* start Exercise inputs *

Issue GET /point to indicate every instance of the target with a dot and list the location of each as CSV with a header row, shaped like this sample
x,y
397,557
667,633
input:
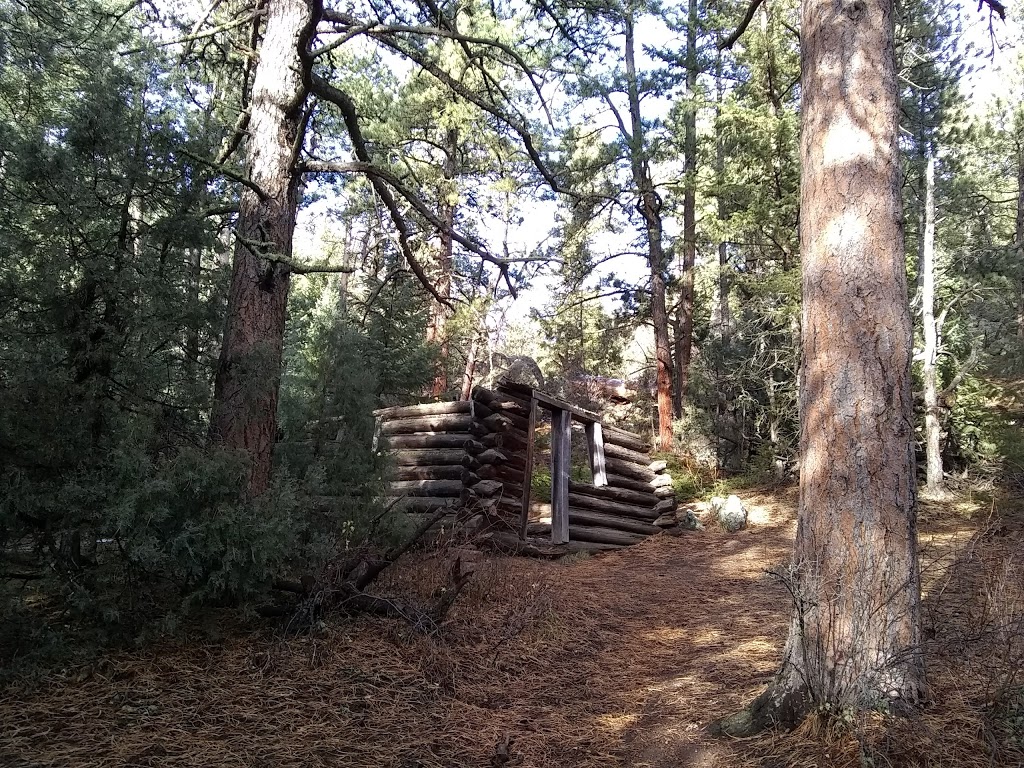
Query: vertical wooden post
x,y
527,476
595,450
561,429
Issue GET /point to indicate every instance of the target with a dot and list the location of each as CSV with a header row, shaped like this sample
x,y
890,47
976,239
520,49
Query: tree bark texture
x,y
933,429
684,316
649,206
245,411
855,639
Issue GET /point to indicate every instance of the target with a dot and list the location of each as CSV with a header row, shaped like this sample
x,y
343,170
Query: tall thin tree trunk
x,y
855,637
437,330
933,430
1019,239
684,325
470,371
245,411
649,205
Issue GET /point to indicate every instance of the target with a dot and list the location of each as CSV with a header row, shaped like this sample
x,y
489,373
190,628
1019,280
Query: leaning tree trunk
x,y
245,411
933,429
684,325
854,640
649,206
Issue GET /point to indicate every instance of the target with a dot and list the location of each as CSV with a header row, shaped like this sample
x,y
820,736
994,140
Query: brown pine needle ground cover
x,y
616,659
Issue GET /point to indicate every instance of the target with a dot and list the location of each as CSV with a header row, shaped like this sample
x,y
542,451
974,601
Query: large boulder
x,y
730,512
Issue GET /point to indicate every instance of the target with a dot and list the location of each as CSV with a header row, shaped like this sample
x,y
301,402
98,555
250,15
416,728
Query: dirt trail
x,y
615,659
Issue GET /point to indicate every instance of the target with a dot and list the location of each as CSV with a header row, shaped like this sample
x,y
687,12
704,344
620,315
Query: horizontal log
x,y
617,436
639,498
506,474
492,456
509,543
426,487
626,455
660,481
495,439
487,488
424,409
441,472
603,536
501,401
431,424
589,517
612,508
433,458
422,503
617,481
667,505
627,469
429,441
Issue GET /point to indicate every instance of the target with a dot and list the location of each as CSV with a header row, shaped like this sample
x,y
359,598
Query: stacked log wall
x,y
471,456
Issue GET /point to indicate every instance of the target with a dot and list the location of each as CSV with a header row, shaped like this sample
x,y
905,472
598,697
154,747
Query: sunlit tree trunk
x,y
649,206
684,326
245,411
933,429
854,639
437,330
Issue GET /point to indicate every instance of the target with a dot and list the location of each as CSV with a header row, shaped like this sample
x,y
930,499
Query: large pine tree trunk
x,y
649,206
245,411
854,641
684,325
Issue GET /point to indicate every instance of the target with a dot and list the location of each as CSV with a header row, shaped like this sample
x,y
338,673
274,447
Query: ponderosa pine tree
x,y
854,639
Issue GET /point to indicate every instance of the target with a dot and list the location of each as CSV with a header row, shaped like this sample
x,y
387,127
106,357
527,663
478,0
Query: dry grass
x,y
613,659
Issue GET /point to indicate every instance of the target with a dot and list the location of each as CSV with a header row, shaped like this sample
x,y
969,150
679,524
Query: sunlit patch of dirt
x,y
616,659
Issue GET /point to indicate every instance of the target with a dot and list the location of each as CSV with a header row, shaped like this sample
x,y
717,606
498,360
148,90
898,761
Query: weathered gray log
x,y
501,401
443,488
527,472
641,499
424,409
590,517
430,458
431,424
487,488
441,472
603,536
531,547
628,469
492,456
667,505
428,441
625,454
612,508
561,430
422,504
617,481
498,423
595,453
495,439
627,439
505,474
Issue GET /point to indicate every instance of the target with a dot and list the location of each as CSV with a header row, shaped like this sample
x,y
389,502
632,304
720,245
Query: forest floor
x,y
614,659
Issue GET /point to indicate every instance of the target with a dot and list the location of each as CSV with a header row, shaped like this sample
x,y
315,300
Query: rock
x,y
731,513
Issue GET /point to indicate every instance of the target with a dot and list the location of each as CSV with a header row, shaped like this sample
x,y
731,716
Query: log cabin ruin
x,y
477,459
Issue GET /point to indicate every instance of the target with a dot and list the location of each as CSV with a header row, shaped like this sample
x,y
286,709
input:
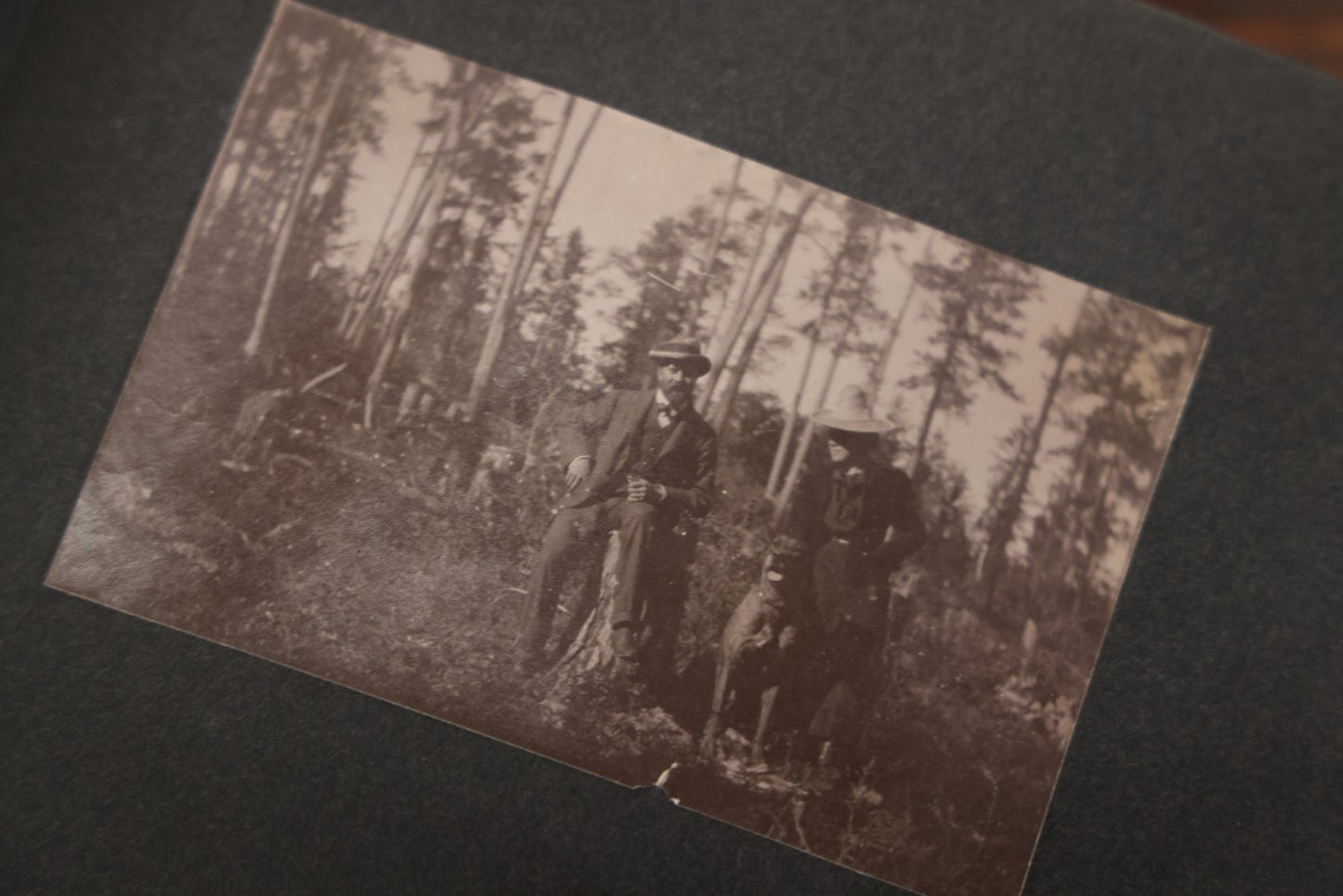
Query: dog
x,y
764,626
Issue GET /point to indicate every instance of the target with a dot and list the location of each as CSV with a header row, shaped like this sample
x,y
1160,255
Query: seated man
x,y
639,461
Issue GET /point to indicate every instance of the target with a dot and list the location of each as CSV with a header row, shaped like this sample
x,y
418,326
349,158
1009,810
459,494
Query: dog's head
x,y
783,567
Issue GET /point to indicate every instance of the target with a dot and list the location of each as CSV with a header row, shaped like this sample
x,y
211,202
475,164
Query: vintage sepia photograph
x,y
549,422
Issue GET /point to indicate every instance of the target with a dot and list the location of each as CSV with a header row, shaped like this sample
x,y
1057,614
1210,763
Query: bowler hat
x,y
850,414
687,352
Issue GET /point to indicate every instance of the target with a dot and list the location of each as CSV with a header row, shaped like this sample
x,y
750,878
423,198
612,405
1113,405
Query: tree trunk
x,y
435,181
286,229
799,457
590,656
995,548
727,335
358,308
878,368
790,423
738,370
702,286
552,203
527,247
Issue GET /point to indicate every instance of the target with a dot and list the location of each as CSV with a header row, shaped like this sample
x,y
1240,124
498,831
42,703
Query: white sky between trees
x,y
634,172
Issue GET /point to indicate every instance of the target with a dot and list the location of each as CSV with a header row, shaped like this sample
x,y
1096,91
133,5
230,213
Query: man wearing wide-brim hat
x,y
859,518
639,462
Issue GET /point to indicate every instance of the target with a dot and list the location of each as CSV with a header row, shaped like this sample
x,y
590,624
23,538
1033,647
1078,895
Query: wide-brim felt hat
x,y
850,413
687,352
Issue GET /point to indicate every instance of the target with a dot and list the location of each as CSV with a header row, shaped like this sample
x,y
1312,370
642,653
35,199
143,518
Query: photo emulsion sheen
x,y
552,423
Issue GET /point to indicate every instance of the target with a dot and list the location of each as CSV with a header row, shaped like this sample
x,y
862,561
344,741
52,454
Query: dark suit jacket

* end Exercise inputs *

- Instructions for the task -
Nothing in the entries should change as you copy them, except that the pictures are left out.

- Result of the exercise -
Issue GET /point to indicate every instance of the target with a dot and list the location of each as CSV with a header row, shaped like this sample
x,y
397,557
667,633
input:
Query: vertical wooden post
x,y
527,476
595,450
561,429
Issue GET /point to indicate every instance of the target with a dot and list the location of each as CSV with a header row, shaped like this sample
x,y
890,47
976,239
520,49
Query: tree bark texture
x,y
933,429
684,316
649,206
245,411
855,639
Issue GET /point to indicate every instance of the target with a dot and list the location of each as CSV with a header row, shaped like this sample
x,y
343,170
Query: tall thin tree trunk
x,y
855,637
437,330
933,430
1019,239
684,325
470,371
245,411
649,205
Issue GET /point to indicate every instance of the target with a dot and list the location of each as CSV with a header row, shaped like this sample
x,y
489,373
190,628
1019,280
Query: leaning tree trunk
x,y
245,411
933,429
684,325
854,640
649,206
Issue GET /point to indicate every instance of the target with a dot and list the location of each as CSV with a header row, shaped like this sample
x,y
820,736
994,140
Query: brown pine needle ground cover
x,y
616,659
Issue GET /point to indicate every instance of the target with a dot and list the location of each as CSV with a header row, shaped like this sample
x,y
542,451
974,601
Query: large boulder
x,y
730,512
Issue GET /point to indicate every instance of the target with a dot and list the location of each as CSV with a header row, shaped like this sample
x,y
301,402
98,555
250,15
416,728
Query: dirt trail
x,y
615,659
Issue GET /point to indicate every instance of the target with a dot and list the location of each as CSV with a header row, shaped like this sample
x,y
687,12
704,344
620,315
Query: horizontal log
x,y
617,436
639,498
506,474
492,456
509,543
426,487
626,455
660,481
495,439
487,488
424,409
441,472
603,536
501,401
431,424
589,517
612,508
433,458
422,503
617,481
667,505
627,469
429,441
Issue GET /point to indicate every instance of the target with a dot and list the location of each as CSV with a header row, shaped like this sample
x,y
359,598
Query: stacked log wall
x,y
471,456
Issue GET /point to indicate every instance of the target with a dot and list the location of each as CSV with a header row, shaped like this sample
x,y
905,472
598,697
154,747
Query: sunlit tree trunk
x,y
649,206
684,326
245,411
933,429
854,639
437,330
Issue GET /point to indicate every instance of the target with a dot and list the location of each as CSV with a header row, shaped like this sample
x,y
930,499
Query: large pine tree trunk
x,y
649,206
245,411
854,641
684,325
Issue GET /point to indicate every instance of the target with a dot and list the location of each as CSV with a header row, shaped like this sample
x,y
338,673
274,447
Query: ponderosa pine tree
x,y
854,639
Issue GET /point to indicate every instance of the target with a dot and list the location of each as CSV with a header row, shaped like this sample
x,y
387,127
106,357
527,663
478,0
Query: dry grass
x,y
613,659
Issue GET /point to indicate every instance of the target with a dot and list the location of each as CSV with a header row, shaped like this sample
x,y
969,150
679,524
Query: sunlit patch of dirt
x,y
616,659
Issue GET /point to indicate every instance of the target with a dot and list the location of each as CSV with a header row, shaped like this sample
x,y
717,606
498,360
148,90
898,761
Query: weathered gray log
x,y
501,401
443,488
527,472
641,499
424,409
590,517
430,458
431,424
487,488
441,472
603,536
531,547
628,469
492,456
667,505
428,441
625,454
612,508
561,430
422,504
617,481
498,423
595,453
495,439
627,439
505,474
Issue GET /point to indicate every instance of the target with a dot and list the location of each as CSV with a header row, shaped like this sample
x,y
389,502
632,304
720,245
Query: forest floor
x,y
614,659
Issue GET /point to indicate every instance of the target with a dot and list the location of each as CSV with a header row, shaped like this sample
x,y
315,300
Query: rock
x,y
731,513
Issue GET /point to indicate every instance of the target with a dot and list the location of each as CSV with a header row, shaped like this sample
x,y
731,716
Query: log cabin ruin
x,y
477,459
Issue GET /point to indicate every instance of the target with a dot and list the location of each as CSV with a header row, shaped like this sample
x,y
286,709
input:
Query: dog
x,y
764,626
Issue GET /point to indicate every instance of the target with a dot and list the location of each as CSV with a header row, shaped like this sample
x,y
1160,255
Query: seated man
x,y
639,461
Issue GET /point to indicate every instance of the target with a dot and list the location of each as CSV with a header row, shaped like this sample
x,y
418,326
349,158
1009,810
459,494
Query: dog's head
x,y
783,567
Issue GET /point to indicate every instance of the target with a dot and list the location of each as CSV with a header row, shaped like this sample
x,y
211,202
475,164
Query: vintage sepia photograph
x,y
549,422
Issue GET /point to indicate every instance of the target with a dot and list the location of each as CSV with a header row, shaped like this sample
x,y
1057,614
1210,763
Query: bowler hat
x,y
850,414
687,352
Issue GET /point to indicate every instance of the target with a dot and list the location of each as CSV with a header row, shaped like this sample
x,y
750,878
423,198
612,405
1113,405
Query: tree trunk
x,y
435,181
286,229
799,457
590,656
995,548
727,335
358,308
878,368
790,423
738,370
702,286
552,203
527,247
Issue GET /point to indicate every instance of the target with a dot and list the location of each as CSV with a header row, shaped like this sample
x,y
1240,124
498,831
42,703
Query: white sky between trees
x,y
634,172
Issue GET /point to indicate every instance of the target with a dot and list the location of each as CSV with a header row, shaped like this sample
x,y
1096,91
133,5
230,213
Query: man wearing wide-brim hat
x,y
859,518
639,462
Issue GET /point to indicate every instance of the target with a dot and list the location of each as CSV with a header row, shaped like this sample
x,y
590,624
23,538
1033,647
1078,895
Query: wide-brim felt hat
x,y
850,413
687,352
Issue GET /point to indicate every instance of the target with a dot and list the location of each as CSV with a header row, shaped like this sample
x,y
1312,370
642,653
35,199
143,518
Query: photo emulsion sheen
x,y
552,423
Issue GET /point to indicate every instance of the target with a dot and list the location of each as CSV with a header row, shaped like this sample
x,y
862,561
344,741
52,454
Query: dark suit jacket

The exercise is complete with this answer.